▶ _TEXTO_:
━━━━━━━━━━━━━━━━
A Alemanha, muitas vezes vista como motor da Europa e potência económica de primeira linha, tem uma história complexa e um legado marcante no século XX. Com cerca de 84 milhões de habitantes, foi o centro de duas guerras mundiais e abrigou um regime político ferozmente antidemocrático, que mergulhou a Europa num caos de guerra, destruição, morte e genocídio. No entanto, este mesmo país emergiu das cinzas para se tornar uma das nações mais modernas e pluralistas do mundo, abraçando a diversidade e assumindo um papel de liderança no contexto europeu e global.

Apesar de se ter transformado num país política e culturalmente avançado, a Alemanha continua a enfrentar desafios internos significativos. A reunificação, após a queda do Muro de Berlim e o fim do regime comunista, não garantiu um desenvolvimento homogéneo por todo o país. A antiga Alemanha de Leste permanece menos desenvolvida, com sinais de pobreza e ressentimento, evidenciados tanto na arquitetura como na economia, no acesso ao emprego, na industrialização e na mentalidade. Estas desigualdades, ainda presentes em 2024, são um legado da divisão do pós-II Guerra Mundial e demonstram que o processo de integração está longe de estar concluído.

É neste contexto de desigualdades sociais que ganham força o radicalismo, o extremismo, o discurso de ódio e a culpabilização de populações estrangeiras. Estas correntes políticas não procuram soluções, apenas expressam protestos e frustrações. Foi este sentimento de desigualdade e de protesto fácil que permitiu a ascensão do nazismo, com as trágicas consequências que se seguiram.
━━━━━━━━━━━━━━━━
[Linhas do conjunto de dados de apontamento de objetos]
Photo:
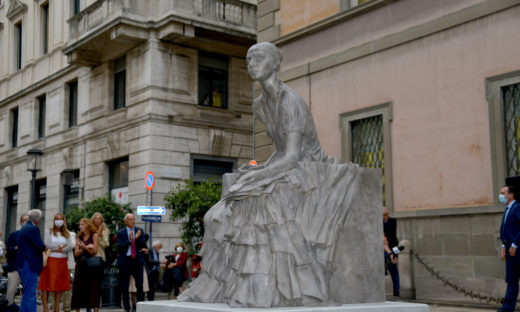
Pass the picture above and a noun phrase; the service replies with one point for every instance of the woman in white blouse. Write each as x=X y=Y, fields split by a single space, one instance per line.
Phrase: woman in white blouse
x=55 y=275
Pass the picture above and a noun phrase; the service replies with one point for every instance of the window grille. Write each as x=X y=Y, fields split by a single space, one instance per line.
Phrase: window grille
x=368 y=145
x=511 y=96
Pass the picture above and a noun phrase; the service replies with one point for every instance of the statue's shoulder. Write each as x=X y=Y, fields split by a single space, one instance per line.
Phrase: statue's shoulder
x=257 y=107
x=293 y=101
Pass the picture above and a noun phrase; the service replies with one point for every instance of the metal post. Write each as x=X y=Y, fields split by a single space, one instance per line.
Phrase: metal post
x=33 y=204
x=253 y=102
x=151 y=222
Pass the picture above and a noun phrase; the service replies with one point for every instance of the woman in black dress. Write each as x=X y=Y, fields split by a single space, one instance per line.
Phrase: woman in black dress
x=85 y=291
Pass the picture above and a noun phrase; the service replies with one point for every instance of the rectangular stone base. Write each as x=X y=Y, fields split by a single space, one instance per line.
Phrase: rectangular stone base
x=174 y=306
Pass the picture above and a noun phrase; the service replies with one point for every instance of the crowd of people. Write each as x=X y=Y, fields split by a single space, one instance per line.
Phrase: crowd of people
x=139 y=266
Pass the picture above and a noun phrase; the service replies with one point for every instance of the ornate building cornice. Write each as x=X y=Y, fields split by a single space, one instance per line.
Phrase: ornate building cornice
x=16 y=7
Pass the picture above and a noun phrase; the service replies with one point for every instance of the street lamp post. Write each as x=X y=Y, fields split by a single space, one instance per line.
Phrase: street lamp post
x=34 y=164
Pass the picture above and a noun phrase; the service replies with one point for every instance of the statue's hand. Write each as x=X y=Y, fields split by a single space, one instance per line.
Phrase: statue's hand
x=246 y=168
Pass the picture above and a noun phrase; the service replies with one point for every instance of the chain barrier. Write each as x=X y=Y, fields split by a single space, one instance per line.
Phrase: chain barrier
x=458 y=289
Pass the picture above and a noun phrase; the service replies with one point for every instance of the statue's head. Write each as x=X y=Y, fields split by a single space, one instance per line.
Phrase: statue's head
x=263 y=59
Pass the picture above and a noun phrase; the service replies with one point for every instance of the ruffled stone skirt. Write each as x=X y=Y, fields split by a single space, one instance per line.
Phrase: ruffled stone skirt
x=271 y=243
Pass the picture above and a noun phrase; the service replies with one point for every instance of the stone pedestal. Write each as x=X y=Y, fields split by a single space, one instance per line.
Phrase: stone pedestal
x=174 y=306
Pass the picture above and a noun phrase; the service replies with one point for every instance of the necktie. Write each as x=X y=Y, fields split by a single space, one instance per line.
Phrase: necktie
x=132 y=248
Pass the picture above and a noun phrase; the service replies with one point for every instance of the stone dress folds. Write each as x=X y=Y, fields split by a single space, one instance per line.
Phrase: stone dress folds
x=270 y=242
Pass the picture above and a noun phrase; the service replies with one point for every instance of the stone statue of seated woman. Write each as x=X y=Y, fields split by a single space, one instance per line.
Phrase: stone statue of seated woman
x=270 y=240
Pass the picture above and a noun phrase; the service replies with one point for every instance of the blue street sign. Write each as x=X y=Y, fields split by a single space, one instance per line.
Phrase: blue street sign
x=152 y=218
x=151 y=210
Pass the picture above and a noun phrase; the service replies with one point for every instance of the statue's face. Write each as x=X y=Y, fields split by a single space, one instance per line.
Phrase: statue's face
x=260 y=64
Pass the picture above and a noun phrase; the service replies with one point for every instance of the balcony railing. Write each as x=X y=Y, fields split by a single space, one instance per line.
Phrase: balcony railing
x=233 y=12
x=94 y=15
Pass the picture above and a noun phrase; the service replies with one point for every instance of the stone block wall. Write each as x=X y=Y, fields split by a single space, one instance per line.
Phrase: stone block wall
x=465 y=249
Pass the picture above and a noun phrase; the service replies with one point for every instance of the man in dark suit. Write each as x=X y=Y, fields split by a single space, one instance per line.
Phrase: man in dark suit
x=13 y=278
x=130 y=260
x=510 y=237
x=390 y=230
x=29 y=259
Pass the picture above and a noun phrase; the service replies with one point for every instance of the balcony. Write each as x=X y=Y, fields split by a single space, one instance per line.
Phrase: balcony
x=108 y=28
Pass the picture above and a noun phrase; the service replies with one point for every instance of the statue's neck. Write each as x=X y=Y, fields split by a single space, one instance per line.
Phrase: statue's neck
x=272 y=85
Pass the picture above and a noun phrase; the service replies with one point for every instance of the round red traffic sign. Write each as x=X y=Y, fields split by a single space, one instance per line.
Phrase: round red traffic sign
x=149 y=180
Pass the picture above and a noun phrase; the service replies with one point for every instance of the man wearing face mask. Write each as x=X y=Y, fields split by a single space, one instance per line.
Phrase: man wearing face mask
x=29 y=260
x=13 y=279
x=178 y=266
x=130 y=260
x=510 y=237
x=152 y=268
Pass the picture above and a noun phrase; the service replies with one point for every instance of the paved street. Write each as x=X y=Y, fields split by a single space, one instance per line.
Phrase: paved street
x=433 y=308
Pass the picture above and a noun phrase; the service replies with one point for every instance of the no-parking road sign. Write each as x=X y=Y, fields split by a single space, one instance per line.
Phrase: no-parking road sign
x=149 y=180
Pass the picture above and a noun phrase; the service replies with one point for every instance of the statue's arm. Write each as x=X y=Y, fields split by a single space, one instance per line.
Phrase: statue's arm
x=288 y=161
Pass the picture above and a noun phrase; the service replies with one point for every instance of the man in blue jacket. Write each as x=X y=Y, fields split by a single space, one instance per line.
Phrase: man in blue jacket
x=29 y=259
x=13 y=278
x=510 y=237
x=130 y=260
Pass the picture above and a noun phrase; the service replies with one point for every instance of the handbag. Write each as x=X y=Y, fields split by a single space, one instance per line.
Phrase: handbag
x=93 y=262
x=46 y=256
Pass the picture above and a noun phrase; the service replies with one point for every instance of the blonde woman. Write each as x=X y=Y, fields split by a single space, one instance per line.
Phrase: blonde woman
x=85 y=293
x=55 y=275
x=103 y=233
━━━━━━━━━━━━━━━━
▶ _O QUE FAZER_: Transcreva do texto sobre a Alemanha o trecho que vai de "É neste contexto" a "que se seguiram.". Os registos constituem material à parte, independente do texto.

▶ _RESOLUÇÃO DO EXERCÍCIO_:
É neste contexto de desigualdades sociais que ganham força o radicalismo, o extremismo, o discurso de ódio e a culpabilização de populações estrangeiras. Estas correntes políticas não procuram soluções, apenas expressam protestos e frustrações. Foi este sentimento de desigualdade e de protesto fácil que permitiu a ascensão do nazismo, com as trágicas consequências que se seguiram.